• What you should do: Every line with the string "accordion" should be copied from the data.

• Material for this task:
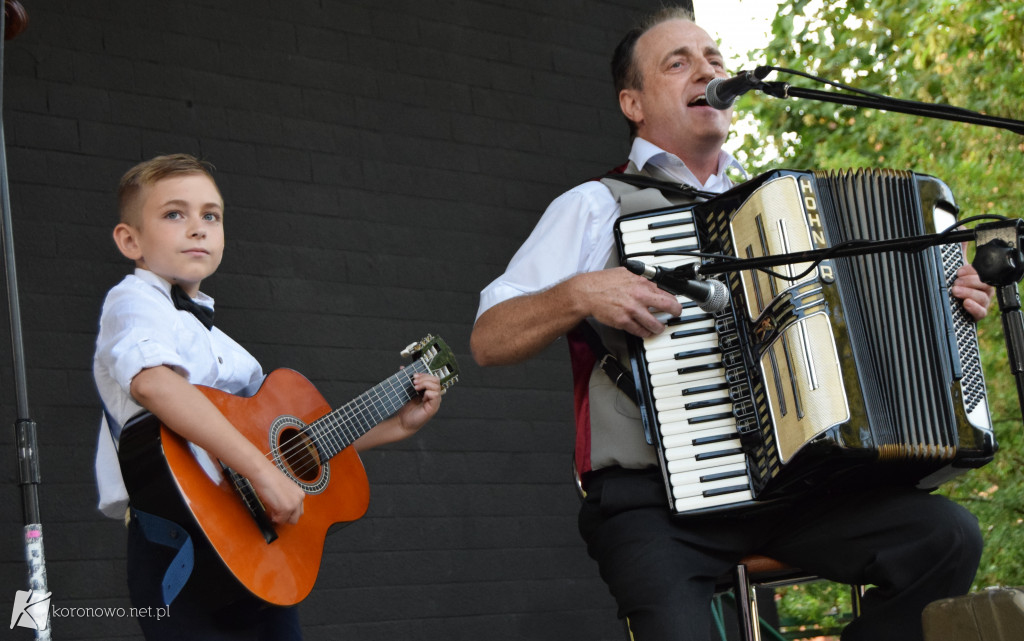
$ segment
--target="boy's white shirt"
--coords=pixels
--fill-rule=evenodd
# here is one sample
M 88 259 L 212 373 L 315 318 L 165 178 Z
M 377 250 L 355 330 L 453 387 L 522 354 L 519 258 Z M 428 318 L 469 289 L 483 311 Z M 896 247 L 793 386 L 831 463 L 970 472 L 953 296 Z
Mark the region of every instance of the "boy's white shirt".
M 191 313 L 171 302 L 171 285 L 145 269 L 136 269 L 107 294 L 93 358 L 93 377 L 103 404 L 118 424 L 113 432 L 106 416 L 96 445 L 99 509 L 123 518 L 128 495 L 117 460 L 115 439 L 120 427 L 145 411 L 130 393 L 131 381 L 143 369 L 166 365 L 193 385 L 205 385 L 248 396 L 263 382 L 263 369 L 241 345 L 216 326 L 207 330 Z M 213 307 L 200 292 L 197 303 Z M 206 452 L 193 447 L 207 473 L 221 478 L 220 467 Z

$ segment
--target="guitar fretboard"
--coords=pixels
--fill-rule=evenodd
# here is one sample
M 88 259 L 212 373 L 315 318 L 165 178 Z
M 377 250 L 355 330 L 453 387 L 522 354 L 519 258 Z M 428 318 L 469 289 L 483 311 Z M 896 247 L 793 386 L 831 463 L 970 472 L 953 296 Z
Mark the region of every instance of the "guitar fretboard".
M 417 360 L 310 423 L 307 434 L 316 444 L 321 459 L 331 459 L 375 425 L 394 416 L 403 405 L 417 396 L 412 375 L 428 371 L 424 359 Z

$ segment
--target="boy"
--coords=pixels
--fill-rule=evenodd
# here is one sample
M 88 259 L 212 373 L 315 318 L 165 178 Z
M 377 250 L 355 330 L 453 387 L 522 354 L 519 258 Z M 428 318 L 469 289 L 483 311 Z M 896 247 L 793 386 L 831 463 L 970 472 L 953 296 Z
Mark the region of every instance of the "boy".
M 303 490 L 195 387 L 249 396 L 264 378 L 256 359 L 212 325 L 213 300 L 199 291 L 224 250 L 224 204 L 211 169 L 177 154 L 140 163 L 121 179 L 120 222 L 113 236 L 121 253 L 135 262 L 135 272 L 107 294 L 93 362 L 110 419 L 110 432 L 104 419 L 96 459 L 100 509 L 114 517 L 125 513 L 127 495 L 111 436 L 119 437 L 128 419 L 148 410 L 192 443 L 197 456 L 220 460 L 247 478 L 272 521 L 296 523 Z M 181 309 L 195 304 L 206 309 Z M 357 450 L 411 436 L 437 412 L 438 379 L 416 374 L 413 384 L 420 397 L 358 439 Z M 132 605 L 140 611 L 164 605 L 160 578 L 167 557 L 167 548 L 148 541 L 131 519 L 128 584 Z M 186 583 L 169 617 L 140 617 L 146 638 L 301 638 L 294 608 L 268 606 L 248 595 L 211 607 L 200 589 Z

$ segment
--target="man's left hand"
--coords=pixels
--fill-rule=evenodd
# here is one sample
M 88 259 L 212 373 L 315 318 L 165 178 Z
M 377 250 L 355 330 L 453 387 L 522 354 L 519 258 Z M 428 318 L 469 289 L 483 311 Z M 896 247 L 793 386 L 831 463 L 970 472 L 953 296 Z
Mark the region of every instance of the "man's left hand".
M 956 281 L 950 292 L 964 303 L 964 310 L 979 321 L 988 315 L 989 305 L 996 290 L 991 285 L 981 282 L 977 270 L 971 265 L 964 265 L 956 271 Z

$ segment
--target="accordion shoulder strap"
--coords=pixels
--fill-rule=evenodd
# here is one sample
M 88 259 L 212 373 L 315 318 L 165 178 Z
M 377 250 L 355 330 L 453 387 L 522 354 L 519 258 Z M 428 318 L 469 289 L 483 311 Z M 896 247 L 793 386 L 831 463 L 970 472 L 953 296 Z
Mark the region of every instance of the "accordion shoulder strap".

* * *

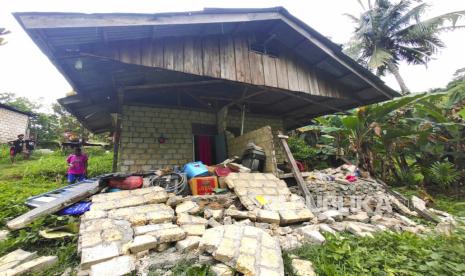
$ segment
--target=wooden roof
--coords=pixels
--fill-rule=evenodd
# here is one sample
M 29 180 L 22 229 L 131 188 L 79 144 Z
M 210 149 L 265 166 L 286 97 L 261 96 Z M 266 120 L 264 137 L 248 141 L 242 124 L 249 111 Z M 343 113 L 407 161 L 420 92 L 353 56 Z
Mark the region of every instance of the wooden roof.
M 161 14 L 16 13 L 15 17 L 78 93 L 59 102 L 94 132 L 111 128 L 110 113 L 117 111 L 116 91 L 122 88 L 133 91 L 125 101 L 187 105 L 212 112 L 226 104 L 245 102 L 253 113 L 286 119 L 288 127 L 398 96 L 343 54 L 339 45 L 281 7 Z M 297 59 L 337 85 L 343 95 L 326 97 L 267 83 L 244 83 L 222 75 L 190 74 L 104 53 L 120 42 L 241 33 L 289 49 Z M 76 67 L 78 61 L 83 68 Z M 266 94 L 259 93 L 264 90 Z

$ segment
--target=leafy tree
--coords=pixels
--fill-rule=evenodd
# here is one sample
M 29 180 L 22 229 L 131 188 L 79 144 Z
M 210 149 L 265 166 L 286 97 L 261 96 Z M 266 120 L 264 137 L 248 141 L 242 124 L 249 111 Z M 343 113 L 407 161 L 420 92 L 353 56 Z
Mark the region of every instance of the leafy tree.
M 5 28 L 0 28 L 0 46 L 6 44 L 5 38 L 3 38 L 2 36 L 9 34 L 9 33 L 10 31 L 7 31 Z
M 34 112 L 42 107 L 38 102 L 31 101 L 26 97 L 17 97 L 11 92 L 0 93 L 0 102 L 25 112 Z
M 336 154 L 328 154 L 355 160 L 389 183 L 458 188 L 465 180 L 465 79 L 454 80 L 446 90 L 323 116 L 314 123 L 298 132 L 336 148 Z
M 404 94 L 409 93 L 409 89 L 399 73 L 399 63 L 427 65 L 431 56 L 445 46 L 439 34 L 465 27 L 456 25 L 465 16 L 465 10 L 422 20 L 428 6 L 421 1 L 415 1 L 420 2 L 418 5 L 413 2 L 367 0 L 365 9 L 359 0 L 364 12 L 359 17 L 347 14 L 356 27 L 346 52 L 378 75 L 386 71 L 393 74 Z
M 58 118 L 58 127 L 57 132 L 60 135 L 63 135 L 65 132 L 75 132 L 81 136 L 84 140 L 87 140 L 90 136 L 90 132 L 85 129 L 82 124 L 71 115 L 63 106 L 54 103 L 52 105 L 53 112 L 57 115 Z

• Your solution:
--target="accordion shoulder strap"
Mark the region of every instance of the "accordion shoulder strap".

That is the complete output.